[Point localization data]
*** Block opens ***

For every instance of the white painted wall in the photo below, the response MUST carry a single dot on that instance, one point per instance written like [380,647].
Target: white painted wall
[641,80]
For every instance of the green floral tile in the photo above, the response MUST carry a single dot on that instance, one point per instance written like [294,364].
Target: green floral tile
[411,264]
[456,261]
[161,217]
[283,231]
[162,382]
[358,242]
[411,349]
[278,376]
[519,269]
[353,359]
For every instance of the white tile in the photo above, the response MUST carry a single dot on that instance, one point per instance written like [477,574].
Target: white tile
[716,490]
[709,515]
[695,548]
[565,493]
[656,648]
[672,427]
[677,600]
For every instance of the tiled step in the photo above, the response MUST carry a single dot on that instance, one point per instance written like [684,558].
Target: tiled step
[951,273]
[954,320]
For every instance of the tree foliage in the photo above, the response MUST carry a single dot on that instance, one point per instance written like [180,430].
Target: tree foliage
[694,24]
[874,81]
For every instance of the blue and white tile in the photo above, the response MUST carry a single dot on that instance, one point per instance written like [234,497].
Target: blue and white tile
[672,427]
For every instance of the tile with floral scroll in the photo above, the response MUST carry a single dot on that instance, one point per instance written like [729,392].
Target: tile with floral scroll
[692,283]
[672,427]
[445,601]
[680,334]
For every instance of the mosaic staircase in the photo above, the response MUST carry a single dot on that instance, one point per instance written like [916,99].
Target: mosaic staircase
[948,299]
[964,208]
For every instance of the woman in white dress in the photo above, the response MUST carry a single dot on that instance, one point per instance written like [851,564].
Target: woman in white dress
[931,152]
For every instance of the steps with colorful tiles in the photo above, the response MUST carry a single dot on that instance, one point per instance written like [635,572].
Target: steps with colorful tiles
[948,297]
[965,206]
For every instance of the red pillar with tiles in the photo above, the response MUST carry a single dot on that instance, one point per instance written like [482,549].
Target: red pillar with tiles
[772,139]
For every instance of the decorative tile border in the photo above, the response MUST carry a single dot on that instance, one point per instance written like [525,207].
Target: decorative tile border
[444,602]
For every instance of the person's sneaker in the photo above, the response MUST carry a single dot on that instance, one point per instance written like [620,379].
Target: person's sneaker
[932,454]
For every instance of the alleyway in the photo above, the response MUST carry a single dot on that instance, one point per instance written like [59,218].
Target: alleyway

*** Block closes ***

> _Activity_
Only exact copies of the lines from the one containing "For every instance of the woman" to the end of the records belong in the answer.

> _Task answer_
For every instance of the woman in white dress in the photo above, the response MUST carry a single dot on that instance, one point per instance written like [851,564].
Target: woman in white dress
[931,152]
For every instance of the steps with colorful tiles in the photo above, the response MUST carry a single dot on that instance, one point per instance written like [635,572].
Target: steps with colorful tiles
[948,297]
[965,206]
For every instance of the red pillar with tiles in the photo above, the response MUST carry a single dot on that instance, one point per instance written like [482,549].
Target: red pillar with tiles
[772,139]
For every instance of the decorative tile border in the photo above, the response MUST carry a single dot on that instance, one point per instance written like [525,207].
Target: decorative tile border
[444,602]
For every instance of the person's sneaker in the photo above, the response MUST carry a single dot on that instance, one point per instance written like [620,379].
Target: person's sneaker
[932,454]
For every instance of the alleyway in the photo above, the response MUST carry a single dot on that instance, one point per instance written like [59,218].
Target: alleyway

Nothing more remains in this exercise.